◆ The problem ◆
Your task is to copy each line in the listing that includes the word "yellow".

*****

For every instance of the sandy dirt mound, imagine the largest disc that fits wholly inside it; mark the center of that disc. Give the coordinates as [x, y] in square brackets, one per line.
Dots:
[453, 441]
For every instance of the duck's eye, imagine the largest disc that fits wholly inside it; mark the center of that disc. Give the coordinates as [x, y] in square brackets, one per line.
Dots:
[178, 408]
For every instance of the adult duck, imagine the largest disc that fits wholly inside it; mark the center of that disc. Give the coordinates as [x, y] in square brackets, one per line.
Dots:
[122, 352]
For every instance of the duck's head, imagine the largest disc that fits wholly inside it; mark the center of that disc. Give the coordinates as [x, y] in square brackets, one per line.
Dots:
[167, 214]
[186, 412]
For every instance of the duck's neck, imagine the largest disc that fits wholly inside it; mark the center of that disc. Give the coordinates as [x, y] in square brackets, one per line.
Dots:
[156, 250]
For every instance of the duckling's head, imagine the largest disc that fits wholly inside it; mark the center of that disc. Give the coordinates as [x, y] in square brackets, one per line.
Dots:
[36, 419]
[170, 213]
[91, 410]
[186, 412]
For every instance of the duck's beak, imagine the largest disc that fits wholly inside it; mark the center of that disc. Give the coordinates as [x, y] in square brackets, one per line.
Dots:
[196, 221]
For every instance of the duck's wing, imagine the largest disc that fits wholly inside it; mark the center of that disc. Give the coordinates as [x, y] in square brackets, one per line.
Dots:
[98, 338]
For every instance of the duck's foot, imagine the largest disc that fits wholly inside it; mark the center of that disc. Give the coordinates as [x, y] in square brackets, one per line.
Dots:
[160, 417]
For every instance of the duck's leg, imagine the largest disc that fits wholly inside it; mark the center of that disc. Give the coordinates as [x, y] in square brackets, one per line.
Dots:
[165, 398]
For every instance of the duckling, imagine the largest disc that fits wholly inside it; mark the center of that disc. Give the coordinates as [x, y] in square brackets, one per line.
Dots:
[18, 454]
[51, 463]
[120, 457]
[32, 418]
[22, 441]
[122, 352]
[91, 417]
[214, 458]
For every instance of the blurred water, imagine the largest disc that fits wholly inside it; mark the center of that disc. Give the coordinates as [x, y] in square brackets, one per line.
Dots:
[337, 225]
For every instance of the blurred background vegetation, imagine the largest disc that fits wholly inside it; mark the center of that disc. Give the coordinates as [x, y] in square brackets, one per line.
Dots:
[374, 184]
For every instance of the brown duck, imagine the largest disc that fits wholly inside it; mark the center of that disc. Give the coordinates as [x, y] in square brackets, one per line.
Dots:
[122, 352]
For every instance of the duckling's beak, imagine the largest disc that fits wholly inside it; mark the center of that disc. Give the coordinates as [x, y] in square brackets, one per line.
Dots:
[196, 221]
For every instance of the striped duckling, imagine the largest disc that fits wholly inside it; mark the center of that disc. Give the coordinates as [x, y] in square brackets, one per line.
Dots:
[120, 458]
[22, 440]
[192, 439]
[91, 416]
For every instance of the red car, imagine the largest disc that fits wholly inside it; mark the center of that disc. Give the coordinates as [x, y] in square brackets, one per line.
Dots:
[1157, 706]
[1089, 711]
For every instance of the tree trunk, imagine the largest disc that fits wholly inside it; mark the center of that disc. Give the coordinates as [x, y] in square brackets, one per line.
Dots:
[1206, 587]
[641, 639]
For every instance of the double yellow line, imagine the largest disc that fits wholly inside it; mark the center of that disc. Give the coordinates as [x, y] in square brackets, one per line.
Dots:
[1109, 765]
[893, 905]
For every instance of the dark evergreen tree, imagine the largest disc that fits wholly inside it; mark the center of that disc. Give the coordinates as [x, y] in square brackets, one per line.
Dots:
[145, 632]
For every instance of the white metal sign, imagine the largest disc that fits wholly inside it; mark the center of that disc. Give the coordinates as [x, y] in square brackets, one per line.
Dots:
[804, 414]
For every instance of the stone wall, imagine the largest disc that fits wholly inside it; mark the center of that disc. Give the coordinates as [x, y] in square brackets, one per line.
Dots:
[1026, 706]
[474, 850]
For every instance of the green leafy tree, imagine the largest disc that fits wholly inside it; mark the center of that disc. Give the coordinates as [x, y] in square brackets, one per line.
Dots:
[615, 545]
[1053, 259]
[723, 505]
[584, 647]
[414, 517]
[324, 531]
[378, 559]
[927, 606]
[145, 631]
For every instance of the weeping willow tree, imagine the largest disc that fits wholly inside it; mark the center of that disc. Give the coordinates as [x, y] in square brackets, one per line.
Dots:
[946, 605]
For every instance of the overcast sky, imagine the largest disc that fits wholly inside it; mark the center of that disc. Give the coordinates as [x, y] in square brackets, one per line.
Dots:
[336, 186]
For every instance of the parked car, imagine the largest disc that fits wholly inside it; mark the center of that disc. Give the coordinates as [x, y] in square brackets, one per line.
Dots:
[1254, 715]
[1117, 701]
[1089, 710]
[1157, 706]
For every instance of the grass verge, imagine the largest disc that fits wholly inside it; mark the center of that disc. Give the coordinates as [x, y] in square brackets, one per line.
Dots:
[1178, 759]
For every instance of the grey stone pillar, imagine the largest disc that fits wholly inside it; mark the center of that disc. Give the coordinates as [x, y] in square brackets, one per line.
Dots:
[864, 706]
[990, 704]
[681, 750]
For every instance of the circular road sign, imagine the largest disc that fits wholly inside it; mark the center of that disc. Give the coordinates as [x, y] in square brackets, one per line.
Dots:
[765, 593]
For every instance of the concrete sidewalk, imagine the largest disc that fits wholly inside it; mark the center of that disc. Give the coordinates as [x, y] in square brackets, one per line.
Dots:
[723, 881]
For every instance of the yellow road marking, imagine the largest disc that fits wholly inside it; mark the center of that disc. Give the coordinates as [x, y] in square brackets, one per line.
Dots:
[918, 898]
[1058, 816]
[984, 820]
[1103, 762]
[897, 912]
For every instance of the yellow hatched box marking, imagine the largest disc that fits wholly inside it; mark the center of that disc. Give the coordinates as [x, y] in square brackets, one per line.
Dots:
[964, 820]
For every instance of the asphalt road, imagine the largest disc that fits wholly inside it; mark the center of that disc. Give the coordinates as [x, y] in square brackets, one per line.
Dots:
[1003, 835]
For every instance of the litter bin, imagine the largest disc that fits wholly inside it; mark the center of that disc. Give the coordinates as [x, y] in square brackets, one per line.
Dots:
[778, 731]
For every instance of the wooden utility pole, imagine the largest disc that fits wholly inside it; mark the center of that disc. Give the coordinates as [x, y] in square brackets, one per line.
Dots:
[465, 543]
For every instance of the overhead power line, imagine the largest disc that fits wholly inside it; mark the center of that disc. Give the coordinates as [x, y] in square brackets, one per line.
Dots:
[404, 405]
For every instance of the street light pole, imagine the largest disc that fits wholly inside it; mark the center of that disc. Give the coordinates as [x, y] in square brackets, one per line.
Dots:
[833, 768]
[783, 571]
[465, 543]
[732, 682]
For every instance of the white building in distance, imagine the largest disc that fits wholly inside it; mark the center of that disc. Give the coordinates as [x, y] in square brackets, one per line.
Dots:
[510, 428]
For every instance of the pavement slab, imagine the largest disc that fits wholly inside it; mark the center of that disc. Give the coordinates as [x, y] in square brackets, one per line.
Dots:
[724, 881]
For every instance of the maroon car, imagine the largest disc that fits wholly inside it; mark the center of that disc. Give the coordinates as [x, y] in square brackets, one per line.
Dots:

*****

◆ Result ◆
For every instance of the double yellow line, imagine the largest disc that fits wholly inside it; mark the center of that disc. Give the coordinates as [x, y] in square brackets, one per line.
For every instance of the yellow road marking, imagine the largest disc that fits wholly inside it; mark the center of that disc. Give the coordinates as [x, y] in square brackets, one per line.
For every instance of the yellow hatched box marking, imagine the largest disc that fits wholly inside it; mark the center of that disc. Give the coordinates as [x, y] in square brackets, one per line.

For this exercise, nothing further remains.